Questions to answer »
A - According to the spaghetti squash recipe, how many calories are in one cup of cooked spaghetti squash?
B - Continue the spaghetti squash recipe from its last step.

Extracted text »
Seasonal: Tomato-Basil Spaghetti Squash

This healthy and delicious comfort meal is packed with vitamins and nutrients, and is a great swap for traditional pasta. The seasonal spaghetti squash packs vitamins A and C and fiber, and the extra vegetables boost the B vitamins and other immune-boosting nutrients in this easy dinner.

Spaghetti squash is a low calorie powerhouse packed with vitamins and nutrients. This means that you can fill up without filling out. One cup of cooked spaghetti squash has only 46 calories with 2.2 g of heart-healthy fiber.


  • 1 medium or large spaghetti squash
  • 1 tsp olive oil
  • 1/2 medium yellow onion, chopped
  • 1 garlic clove, chopped
  • 1 or 2 medium to large broccoli heads, chopped
  • 3/4 cup cherry tomatoes, halved
  • 1/2 cup organic tomato sauce
  • Salt to taste
  • Pepper to taste
  • Fresh basil leaves to garnish dish


  1. Preheat the oven to 350 degrees.
  2. Cut the spaghetti squash into two halves and scoop the seeds out of the inside.
  3. Place the halves face down onto a baking sheet and put the baking sheet into the oven. Let the squash cook for about an hour or until soft.
  4. Remove the squash from the oven and place on the stovetop to cool.

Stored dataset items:
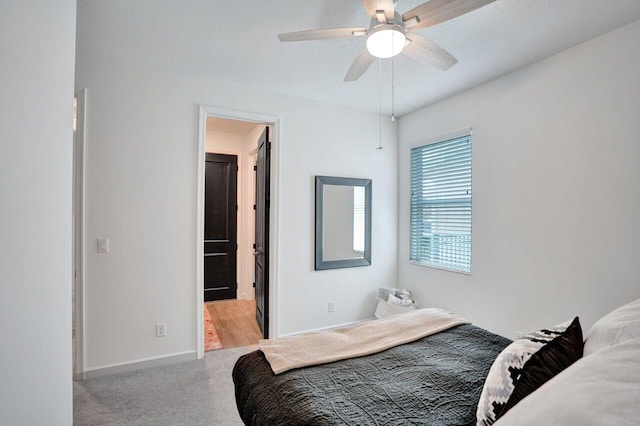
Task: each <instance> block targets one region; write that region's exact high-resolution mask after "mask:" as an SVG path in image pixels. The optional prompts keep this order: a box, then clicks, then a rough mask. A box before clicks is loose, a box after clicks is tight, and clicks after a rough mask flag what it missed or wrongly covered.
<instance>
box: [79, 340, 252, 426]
mask: <svg viewBox="0 0 640 426" xmlns="http://www.w3.org/2000/svg"><path fill="white" fill-rule="evenodd" d="M256 349H257V346H243V347H240V348H233V349H220V350H217V351H211V352H207V353H205V357H204V359H201V360H197V361H187V362H183V363H179V364H174V365H169V366H162V367H154V368H148V369H144V370H139V371H134V372H130V373H121V374H115V375H112V376H106V377H98V378H94V379H89V380H84V381H77V382H74V383H73V394H74V395H73V405H74V407H73V411H74V424H75V425H81V426H84V425H95V426H98V425H109V426H115V425H121V426H127V425H222V426H227V425H229V426H233V425H242V424H243V423H242V420H240V416H239V415H238V410H237V408H236V404H235V396H234V388H233V380H232V378H231V371H232V369H233V366H234V364H235V362H236V360H237V359H238V358H239V357H240V356H241V355H243V354H245V353H247V352H250V351H253V350H256Z"/></svg>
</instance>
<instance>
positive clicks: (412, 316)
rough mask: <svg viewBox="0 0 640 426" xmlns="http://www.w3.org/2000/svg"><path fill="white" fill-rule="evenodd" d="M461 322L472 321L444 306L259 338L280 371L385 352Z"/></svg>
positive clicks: (278, 369) (275, 368) (270, 363)
mask: <svg viewBox="0 0 640 426" xmlns="http://www.w3.org/2000/svg"><path fill="white" fill-rule="evenodd" d="M460 324H470V322H469V321H467V320H465V319H464V318H461V317H459V316H457V315H453V314H451V313H448V312H446V311H444V310H442V309H418V310H415V311H411V312H407V313H403V314H398V315H393V316H390V317H387V318H383V319H379V320H371V321H365V322H361V323H359V324H356V325H352V326H349V327H344V328H339V329H335V330H328V331H321V332H315V333H308V334H299V335H296V336H290V337H282V338H279V339H267V340H260V342H259V343H258V346H259V348H260V350H261V351H262V352H263V353H264V355H265V357H266V358H267V361H269V364H271V369H272V370H273V372H274V373H275V374H280V373H283V372H285V371H287V370H291V369H294V368H300V367H307V366H309V365H317V364H324V363H327V362H333V361H338V360H341V359H347V358H355V357H359V356H364V355H370V354H374V353H377V352H382V351H384V350H386V349H389V348H392V347H394V346H398V345H402V344H405V343H409V342H413V341H415V340H418V339H421V338H422V337H425V336H429V335H431V334H435V333H438V332H440V331H443V330H447V329H449V328H451V327H454V326H456V325H460Z"/></svg>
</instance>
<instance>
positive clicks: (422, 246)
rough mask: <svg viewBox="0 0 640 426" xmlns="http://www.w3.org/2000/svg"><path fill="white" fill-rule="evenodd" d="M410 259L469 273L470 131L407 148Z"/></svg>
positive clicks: (469, 233)
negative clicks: (429, 143) (444, 138)
mask: <svg viewBox="0 0 640 426" xmlns="http://www.w3.org/2000/svg"><path fill="white" fill-rule="evenodd" d="M410 233H411V236H410V245H411V246H410V259H411V261H413V262H416V263H419V264H423V265H428V266H436V267H440V268H445V269H452V270H455V271H461V272H471V135H467V136H462V137H458V138H454V139H449V140H445V141H442V142H436V143H432V144H429V145H424V146H420V147H416V148H412V149H411V224H410Z"/></svg>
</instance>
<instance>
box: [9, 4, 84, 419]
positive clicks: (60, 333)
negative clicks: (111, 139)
mask: <svg viewBox="0 0 640 426" xmlns="http://www.w3.org/2000/svg"><path fill="white" fill-rule="evenodd" d="M0 10H1V11H2V12H1V13H0V63H2V66H1V67H0V93H2V95H1V96H0V200H1V201H0V324H1V325H0V342H2V351H1V352H0V377H2V380H1V382H2V385H1V386H0V424H6V425H9V424H11V425H18V424H25V425H26V424H56V425H65V424H67V425H68V424H72V422H73V418H72V417H73V410H72V389H71V377H72V371H71V370H72V367H71V364H72V352H71V349H72V348H71V262H72V255H71V179H72V178H71V176H72V155H73V154H72V145H73V133H72V118H73V116H72V111H73V75H74V55H75V28H76V25H75V20H76V2H75V0H67V1H57V2H55V3H54V2H33V1H29V2H27V1H21V2H15V1H5V0H2V1H0Z"/></svg>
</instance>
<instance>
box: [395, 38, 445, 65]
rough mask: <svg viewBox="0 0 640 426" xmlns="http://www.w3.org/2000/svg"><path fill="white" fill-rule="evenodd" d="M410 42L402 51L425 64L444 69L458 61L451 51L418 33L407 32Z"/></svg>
mask: <svg viewBox="0 0 640 426" xmlns="http://www.w3.org/2000/svg"><path fill="white" fill-rule="evenodd" d="M407 40H409V42H410V43H408V44H407V45H406V46H405V47H404V49H403V50H402V53H404V54H405V55H407V56H408V57H410V58H411V59H415V60H416V61H418V62H422V63H423V64H427V65H431V66H434V67H436V68H439V69H441V70H443V71H446V70H448V69H449V68H451V67H452V66H454V65H455V64H457V63H458V60H457V59H456V58H454V57H453V55H451V53H449V52H447V51H446V50H444V49H443V48H442V47H440V46H438V45H437V44H435V43H434V42H432V41H431V40H429V39H427V38H424V37H421V36H419V35H417V34H411V33H409V34H407Z"/></svg>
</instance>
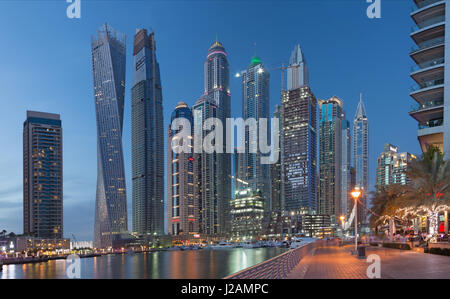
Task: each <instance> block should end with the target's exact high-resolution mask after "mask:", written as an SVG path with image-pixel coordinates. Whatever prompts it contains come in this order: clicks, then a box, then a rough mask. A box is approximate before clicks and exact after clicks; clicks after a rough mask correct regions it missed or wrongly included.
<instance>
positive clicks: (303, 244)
mask: <svg viewBox="0 0 450 299" xmlns="http://www.w3.org/2000/svg"><path fill="white" fill-rule="evenodd" d="M314 240H315V239H314V238H299V237H294V238H293V239H292V242H291V245H290V246H289V248H290V249H295V248H298V247H302V246H304V245H306V244H308V243H311V242H313V241H314Z"/></svg>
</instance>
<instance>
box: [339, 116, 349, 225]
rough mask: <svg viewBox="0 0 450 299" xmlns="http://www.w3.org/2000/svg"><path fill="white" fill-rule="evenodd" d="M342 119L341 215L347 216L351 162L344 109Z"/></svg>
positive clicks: (348, 142)
mask: <svg viewBox="0 0 450 299" xmlns="http://www.w3.org/2000/svg"><path fill="white" fill-rule="evenodd" d="M343 114H344V115H343V120H342V138H341V140H342V142H341V145H342V160H341V161H342V163H341V215H343V216H345V217H346V219H348V218H347V216H349V215H350V212H351V202H352V197H351V195H350V192H351V190H352V163H351V156H352V151H351V134H350V122H349V121H348V120H347V119H346V118H345V111H344V112H343Z"/></svg>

Answers »
A - 46 calories.

B -
  5. Heat the olive oil in a medium pan.
  6. Add the chopped onion and garlic and cook for 5 minutes or until soft.
  7. Add the broccoli and cherry tomatoes and continue to cook and stir until the vegetables are soft.
  8. Add the tomato sauce and simmer for 5 minutes, stirring occasionally.
  9. Scoop the insides of the spaghetti squash into the hot pan using a fork.
  10. Fold the spaghetti squash into the ingredients in the pan, and add the salt and pepper. Serve the tomato-basil spaghetti squash and garnish with fresh basil.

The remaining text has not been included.